Dataset excerpts section start

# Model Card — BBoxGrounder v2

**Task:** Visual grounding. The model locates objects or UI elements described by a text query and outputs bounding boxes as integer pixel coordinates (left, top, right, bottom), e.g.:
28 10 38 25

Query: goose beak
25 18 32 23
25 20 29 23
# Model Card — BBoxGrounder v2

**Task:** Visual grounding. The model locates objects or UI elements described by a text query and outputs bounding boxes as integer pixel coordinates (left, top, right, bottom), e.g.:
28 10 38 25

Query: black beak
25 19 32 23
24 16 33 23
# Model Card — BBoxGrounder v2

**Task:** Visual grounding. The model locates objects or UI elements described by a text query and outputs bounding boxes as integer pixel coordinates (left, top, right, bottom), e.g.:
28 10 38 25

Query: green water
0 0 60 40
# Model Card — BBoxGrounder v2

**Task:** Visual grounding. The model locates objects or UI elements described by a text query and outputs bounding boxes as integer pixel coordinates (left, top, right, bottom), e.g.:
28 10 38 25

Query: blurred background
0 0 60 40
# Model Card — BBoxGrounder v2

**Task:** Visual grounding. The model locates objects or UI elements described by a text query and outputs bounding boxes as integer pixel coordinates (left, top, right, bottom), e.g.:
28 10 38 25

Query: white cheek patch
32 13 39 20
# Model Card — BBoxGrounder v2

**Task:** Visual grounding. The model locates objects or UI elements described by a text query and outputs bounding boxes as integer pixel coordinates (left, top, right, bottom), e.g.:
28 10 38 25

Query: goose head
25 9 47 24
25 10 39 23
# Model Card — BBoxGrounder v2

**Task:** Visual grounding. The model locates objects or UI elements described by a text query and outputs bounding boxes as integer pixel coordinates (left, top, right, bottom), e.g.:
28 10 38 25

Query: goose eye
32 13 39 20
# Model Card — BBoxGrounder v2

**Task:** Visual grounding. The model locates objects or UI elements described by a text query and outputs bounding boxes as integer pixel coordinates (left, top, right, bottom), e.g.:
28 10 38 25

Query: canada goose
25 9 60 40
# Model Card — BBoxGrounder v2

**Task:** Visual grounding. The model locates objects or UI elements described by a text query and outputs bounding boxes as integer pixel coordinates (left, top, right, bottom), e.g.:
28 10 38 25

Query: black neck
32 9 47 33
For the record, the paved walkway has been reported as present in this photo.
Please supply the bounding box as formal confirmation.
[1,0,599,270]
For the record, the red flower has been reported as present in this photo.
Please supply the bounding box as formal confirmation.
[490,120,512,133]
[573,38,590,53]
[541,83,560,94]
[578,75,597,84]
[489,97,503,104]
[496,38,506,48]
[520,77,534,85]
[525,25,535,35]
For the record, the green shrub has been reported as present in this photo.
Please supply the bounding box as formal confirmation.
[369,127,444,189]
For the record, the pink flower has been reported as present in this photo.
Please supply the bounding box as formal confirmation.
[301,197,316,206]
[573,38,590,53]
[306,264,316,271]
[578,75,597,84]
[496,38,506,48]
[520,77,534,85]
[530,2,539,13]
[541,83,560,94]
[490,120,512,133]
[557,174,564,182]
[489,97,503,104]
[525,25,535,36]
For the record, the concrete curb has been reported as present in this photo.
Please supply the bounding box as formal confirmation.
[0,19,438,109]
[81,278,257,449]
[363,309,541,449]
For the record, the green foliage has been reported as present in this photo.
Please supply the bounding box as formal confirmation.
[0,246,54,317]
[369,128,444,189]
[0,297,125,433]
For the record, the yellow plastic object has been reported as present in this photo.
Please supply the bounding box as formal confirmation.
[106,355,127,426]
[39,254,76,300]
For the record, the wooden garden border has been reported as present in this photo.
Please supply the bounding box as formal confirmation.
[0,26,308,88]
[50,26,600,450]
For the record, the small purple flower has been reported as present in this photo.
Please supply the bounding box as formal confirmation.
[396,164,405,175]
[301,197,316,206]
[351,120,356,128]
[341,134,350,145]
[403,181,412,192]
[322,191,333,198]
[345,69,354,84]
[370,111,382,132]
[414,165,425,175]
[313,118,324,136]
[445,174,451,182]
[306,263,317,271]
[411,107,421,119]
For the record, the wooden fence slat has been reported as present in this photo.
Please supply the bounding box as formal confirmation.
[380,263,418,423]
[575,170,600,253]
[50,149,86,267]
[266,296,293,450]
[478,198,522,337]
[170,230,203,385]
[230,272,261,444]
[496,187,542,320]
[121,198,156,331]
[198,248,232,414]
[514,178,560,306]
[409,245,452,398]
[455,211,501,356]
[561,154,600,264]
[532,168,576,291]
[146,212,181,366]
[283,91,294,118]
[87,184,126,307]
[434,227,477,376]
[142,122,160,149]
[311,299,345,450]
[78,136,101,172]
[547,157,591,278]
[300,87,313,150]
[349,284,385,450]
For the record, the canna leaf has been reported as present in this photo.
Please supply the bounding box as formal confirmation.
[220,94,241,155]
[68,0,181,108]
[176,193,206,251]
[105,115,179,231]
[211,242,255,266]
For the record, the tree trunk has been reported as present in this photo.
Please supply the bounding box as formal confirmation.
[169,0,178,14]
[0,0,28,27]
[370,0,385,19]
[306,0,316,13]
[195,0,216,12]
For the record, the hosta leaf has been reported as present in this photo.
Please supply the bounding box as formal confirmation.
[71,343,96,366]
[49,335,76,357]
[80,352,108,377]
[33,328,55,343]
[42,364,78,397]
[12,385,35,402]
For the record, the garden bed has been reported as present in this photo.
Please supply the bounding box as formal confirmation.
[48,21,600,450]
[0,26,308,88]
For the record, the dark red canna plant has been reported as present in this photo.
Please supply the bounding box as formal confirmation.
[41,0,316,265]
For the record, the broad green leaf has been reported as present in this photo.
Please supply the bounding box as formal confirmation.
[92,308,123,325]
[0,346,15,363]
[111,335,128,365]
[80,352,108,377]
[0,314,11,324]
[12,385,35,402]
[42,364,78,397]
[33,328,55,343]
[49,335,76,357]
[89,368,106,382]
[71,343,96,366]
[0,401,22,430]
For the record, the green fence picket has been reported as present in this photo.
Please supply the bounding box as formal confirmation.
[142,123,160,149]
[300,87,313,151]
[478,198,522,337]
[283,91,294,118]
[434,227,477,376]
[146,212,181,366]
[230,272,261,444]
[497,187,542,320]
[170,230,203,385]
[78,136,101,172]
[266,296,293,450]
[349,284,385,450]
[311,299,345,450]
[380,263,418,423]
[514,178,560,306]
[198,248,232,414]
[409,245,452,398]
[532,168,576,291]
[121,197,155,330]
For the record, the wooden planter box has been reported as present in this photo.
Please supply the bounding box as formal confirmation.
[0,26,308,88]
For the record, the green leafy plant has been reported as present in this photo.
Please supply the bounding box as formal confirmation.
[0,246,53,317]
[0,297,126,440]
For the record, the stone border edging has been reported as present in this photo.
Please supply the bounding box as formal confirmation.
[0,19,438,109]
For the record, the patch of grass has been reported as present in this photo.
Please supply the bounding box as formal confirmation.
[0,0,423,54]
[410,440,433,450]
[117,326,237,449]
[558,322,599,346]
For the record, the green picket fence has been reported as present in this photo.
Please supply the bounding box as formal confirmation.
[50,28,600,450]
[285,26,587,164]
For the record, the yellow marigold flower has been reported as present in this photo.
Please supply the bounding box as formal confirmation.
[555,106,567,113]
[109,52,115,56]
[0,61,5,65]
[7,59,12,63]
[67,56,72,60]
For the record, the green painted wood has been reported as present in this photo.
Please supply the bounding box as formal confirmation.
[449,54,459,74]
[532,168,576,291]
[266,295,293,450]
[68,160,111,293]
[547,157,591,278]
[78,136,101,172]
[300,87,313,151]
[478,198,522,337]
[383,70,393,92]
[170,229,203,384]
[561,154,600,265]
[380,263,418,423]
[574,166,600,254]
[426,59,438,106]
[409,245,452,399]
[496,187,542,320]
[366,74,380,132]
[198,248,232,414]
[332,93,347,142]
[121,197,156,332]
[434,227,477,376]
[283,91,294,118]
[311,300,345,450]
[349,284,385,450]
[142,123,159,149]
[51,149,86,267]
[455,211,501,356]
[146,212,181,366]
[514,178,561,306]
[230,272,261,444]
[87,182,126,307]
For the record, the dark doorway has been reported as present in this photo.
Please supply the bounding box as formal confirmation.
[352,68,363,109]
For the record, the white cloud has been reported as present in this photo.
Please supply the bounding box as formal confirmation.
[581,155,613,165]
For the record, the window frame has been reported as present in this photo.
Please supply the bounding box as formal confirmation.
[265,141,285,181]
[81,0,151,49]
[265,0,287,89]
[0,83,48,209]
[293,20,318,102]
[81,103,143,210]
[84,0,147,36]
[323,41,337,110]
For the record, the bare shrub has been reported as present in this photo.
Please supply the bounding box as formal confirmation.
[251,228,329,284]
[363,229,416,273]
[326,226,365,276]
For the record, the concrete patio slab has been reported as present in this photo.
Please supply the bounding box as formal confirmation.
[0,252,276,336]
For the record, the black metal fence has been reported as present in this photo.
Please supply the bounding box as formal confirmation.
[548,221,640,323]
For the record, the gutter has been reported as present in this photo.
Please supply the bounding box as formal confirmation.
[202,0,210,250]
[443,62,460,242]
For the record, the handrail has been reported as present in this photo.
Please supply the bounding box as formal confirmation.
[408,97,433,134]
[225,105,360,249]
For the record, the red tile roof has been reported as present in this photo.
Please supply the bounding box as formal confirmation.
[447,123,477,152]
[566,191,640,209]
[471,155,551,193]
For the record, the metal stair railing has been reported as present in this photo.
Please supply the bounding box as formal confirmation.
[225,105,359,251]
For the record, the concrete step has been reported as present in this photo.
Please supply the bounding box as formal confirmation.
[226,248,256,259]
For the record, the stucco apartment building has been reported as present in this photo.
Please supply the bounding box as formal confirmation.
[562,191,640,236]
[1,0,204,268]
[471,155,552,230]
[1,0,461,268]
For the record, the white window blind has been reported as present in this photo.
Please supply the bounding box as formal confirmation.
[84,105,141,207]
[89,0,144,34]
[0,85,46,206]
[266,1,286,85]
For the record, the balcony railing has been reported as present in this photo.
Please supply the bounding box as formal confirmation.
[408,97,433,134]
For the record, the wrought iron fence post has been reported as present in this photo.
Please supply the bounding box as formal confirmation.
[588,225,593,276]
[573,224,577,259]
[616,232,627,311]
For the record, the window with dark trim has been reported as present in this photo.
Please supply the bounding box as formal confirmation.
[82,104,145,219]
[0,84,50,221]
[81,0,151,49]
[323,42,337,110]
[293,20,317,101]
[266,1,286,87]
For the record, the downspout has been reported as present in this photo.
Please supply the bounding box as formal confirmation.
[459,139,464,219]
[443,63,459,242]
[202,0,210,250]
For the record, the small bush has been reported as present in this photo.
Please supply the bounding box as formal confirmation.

Dataset excerpts section end

**Problem to work on:** Find each line in the records that includes the word "garden". Report the total and nothing more.

**Solution to the exercise:** 2